> **What to produce**
Repeat all of the records verbatim.
(Data to use)
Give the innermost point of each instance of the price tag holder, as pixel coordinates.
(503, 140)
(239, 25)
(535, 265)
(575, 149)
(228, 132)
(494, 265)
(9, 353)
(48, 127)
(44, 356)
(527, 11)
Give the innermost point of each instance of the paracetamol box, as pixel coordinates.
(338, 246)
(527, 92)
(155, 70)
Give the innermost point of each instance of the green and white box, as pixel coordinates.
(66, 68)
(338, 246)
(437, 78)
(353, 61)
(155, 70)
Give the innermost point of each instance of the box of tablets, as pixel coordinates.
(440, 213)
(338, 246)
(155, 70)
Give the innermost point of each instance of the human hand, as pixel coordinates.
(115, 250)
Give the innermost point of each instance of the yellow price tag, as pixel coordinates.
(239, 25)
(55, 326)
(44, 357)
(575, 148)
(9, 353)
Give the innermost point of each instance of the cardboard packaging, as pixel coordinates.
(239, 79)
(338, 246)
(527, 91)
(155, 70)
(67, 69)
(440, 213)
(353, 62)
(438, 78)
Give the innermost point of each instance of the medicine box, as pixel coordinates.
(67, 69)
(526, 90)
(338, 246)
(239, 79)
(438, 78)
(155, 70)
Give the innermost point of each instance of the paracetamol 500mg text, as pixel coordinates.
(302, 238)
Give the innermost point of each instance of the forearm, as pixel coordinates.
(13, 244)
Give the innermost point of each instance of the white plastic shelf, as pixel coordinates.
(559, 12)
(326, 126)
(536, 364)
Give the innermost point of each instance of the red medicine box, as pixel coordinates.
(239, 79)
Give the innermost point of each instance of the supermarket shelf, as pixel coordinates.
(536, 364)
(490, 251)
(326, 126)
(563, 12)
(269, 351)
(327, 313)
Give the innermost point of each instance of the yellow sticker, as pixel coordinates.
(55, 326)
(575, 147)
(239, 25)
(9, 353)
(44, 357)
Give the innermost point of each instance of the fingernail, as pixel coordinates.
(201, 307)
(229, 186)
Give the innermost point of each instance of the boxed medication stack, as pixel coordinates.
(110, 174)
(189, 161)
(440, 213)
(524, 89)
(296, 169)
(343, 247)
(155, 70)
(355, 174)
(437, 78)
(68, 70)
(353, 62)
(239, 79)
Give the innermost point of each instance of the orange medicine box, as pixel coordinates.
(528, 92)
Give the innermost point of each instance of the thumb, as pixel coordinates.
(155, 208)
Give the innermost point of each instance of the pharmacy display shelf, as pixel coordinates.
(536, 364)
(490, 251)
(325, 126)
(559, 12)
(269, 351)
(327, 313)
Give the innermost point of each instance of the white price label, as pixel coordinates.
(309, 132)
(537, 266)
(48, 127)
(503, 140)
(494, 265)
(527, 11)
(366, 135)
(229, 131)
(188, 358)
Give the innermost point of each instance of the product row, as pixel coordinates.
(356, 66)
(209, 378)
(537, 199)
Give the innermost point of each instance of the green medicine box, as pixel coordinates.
(End Data to use)
> **Written solution**
Give the innermost point of each instance of the price tag holder, as pixel coordinates.
(503, 140)
(239, 25)
(535, 265)
(575, 149)
(228, 132)
(494, 265)
(9, 353)
(48, 127)
(44, 356)
(527, 11)
Give the innermost point of each instance of the paracetamol box, as pixel coordinates.
(338, 246)
(527, 92)
(155, 70)
Give the innermost point of each instance of the green and white box, as pixel coordinates.
(66, 68)
(338, 246)
(437, 78)
(353, 61)
(155, 70)
Give the innermost point of each instance of the box of tablets, as pixel coordinates.
(440, 213)
(338, 246)
(155, 70)
Give the innermost point of each instance of the human hand, as pixel coordinates.
(115, 250)
Give the innermost point of each instance of the yellow price tag, as pixel coordinates.
(239, 25)
(55, 326)
(44, 357)
(575, 148)
(9, 353)
Give the innermost point of each instance of the cardboard packaging, as pixel coordinates.
(239, 79)
(338, 246)
(527, 91)
(155, 70)
(67, 69)
(440, 213)
(353, 62)
(438, 78)
Give the innermost point of each instance of the medicine box, as pixel coordinates.
(67, 69)
(526, 90)
(338, 246)
(239, 79)
(438, 78)
(155, 70)
Give the innermost point of each instance of the paracetamol 500mg text, as pixel coordinates.
(302, 238)
Give the innermost point of each instance of the forearm, as pixel coordinates.
(13, 244)
Give the innermost point of each instance of the white plastic shelf, as pixel coordinates.
(559, 12)
(326, 126)
(536, 364)
Give the innermost point of each instance of the red medicine box, as pixel coordinates.
(239, 79)
Give the innermost point of each instance of the supermarket shelf, as pixel coordinates.
(536, 364)
(490, 251)
(326, 126)
(563, 12)
(269, 351)
(327, 313)
Give the innermost point of each instance of the yellow sticker, as pixel coordinates.
(55, 326)
(575, 147)
(239, 25)
(9, 353)
(44, 357)
Give the innermost point of each instance of the fingernail, as pixel coordinates.
(201, 307)
(229, 186)
Give the innermost point of each instance of the boxed medication stack, as pixel coordinates.
(110, 174)
(189, 161)
(440, 213)
(524, 89)
(296, 169)
(343, 247)
(155, 70)
(355, 174)
(437, 78)
(68, 70)
(353, 62)
(239, 79)
Give the innermost point of each instance of the orange medicine box, as pixel coordinates.
(528, 92)
Give the innermost point of each instance of the thumb, as pixel coordinates.
(155, 208)
Give the innermost point of each instance of the pharmacy display shelf, as pixel coordinates.
(536, 364)
(490, 251)
(325, 126)
(559, 12)
(269, 351)
(327, 313)
Give the innermost point of each instance of the white price label, as pixel coordinates.
(309, 132)
(537, 266)
(48, 127)
(503, 140)
(494, 265)
(527, 11)
(366, 135)
(229, 131)
(188, 358)
Give the innermost point of each instance of the product row, as pixel coordinates.
(356, 66)
(209, 378)
(537, 199)
Give the innermost point of each instance of the green medicine box, as pixel coordinates.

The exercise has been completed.